> _What the task requires_: Each record below must come back exactly as written; its pictures must not.

> _The data_:
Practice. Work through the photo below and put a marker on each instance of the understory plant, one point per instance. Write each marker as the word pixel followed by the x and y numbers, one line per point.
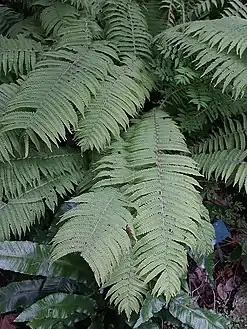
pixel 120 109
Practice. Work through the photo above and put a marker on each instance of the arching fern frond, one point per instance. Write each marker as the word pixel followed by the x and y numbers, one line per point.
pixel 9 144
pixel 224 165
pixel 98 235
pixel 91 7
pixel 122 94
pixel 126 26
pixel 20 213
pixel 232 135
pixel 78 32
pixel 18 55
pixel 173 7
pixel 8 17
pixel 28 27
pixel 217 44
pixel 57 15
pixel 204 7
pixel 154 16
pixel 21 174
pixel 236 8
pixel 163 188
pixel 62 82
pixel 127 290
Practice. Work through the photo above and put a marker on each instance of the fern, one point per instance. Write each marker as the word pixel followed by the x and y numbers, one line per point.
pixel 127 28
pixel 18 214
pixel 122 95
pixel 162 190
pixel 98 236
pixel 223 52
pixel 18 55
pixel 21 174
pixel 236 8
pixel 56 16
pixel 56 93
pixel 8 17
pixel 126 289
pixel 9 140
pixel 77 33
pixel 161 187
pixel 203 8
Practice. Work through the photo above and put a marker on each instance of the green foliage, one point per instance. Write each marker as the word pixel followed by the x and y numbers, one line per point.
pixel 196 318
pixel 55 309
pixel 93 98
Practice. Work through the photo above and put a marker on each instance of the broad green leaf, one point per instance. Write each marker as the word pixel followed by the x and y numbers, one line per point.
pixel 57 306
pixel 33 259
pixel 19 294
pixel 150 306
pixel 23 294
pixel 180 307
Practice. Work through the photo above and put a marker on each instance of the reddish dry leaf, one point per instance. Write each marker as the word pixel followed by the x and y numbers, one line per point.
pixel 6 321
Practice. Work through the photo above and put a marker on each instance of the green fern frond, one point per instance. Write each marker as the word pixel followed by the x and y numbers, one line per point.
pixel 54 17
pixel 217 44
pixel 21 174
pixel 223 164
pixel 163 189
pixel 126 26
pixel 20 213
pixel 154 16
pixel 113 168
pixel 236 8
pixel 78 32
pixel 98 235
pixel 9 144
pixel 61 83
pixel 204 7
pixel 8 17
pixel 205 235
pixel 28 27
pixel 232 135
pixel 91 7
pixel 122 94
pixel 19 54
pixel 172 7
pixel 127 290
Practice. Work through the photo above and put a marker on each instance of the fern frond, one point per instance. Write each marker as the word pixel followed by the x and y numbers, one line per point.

> _Output for this exercise_:
Practice. Work through the photo below and put a marker on each instance of the understory plant, one point per instance. Write each marker as the word pixel followed by the x and y numbers, one line per point.
pixel 120 109
Practice. Work through the photo above and put a marker on each instance of the arching fern frond, one point per instance. Write each marker as the word pixel followed by the x and y numbers, one line per point.
pixel 9 144
pixel 224 165
pixel 98 235
pixel 91 7
pixel 122 94
pixel 126 26
pixel 20 213
pixel 232 135
pixel 78 32
pixel 18 55
pixel 173 7
pixel 8 17
pixel 28 27
pixel 217 44
pixel 57 15
pixel 204 7
pixel 154 16
pixel 21 174
pixel 236 8
pixel 163 188
pixel 62 82
pixel 127 290
Practice. Work through the photo above and put a marker on each instance of the fern, one point per instance. Write each marker as the word pixel followed by the x and y numbers, one line per point.
pixel 127 28
pixel 18 214
pixel 122 95
pixel 162 190
pixel 98 236
pixel 223 52
pixel 18 55
pixel 21 174
pixel 236 8
pixel 56 16
pixel 56 93
pixel 8 17
pixel 126 289
pixel 9 140
pixel 77 33
pixel 161 187
pixel 203 8
Practice. Work through the photo above and put a marker on each instance of the green foliage, one point per instance. Write each marker as the word pixel followed by the x and y numbers, one line per point.
pixel 196 318
pixel 55 309
pixel 93 98
Practice. Work through the photo above and put a marker on each instance of the broad green leaf, one point per instance. Write each marker as the word pixel followed by the x and y numbers, one line per point.
pixel 57 306
pixel 33 259
pixel 19 294
pixel 150 306
pixel 23 294
pixel 180 307
Practice. Work through the photo above and put a marker on each instance of the reddish dry leaf, one point per instance. Write each marker as the word pixel followed by the x and y numbers, one line per point.
pixel 6 321
Practice. Work through the photo above and put a marker on each instance of the green fern frond, one point per instance. Write each marker as the word pixel followed by the x and y numbers, one line per point.
pixel 54 17
pixel 217 44
pixel 21 174
pixel 223 164
pixel 163 189
pixel 126 26
pixel 20 213
pixel 154 16
pixel 113 168
pixel 236 8
pixel 78 32
pixel 98 235
pixel 9 144
pixel 61 83
pixel 204 7
pixel 8 17
pixel 205 235
pixel 28 27
pixel 232 135
pixel 91 7
pixel 122 94
pixel 19 54
pixel 172 7
pixel 127 290
Practice. Work through the photo above and put a marker on each instance of the fern frond, one point per instance. Write each marker as the word pixel followed by the x and y numbers, one line per point.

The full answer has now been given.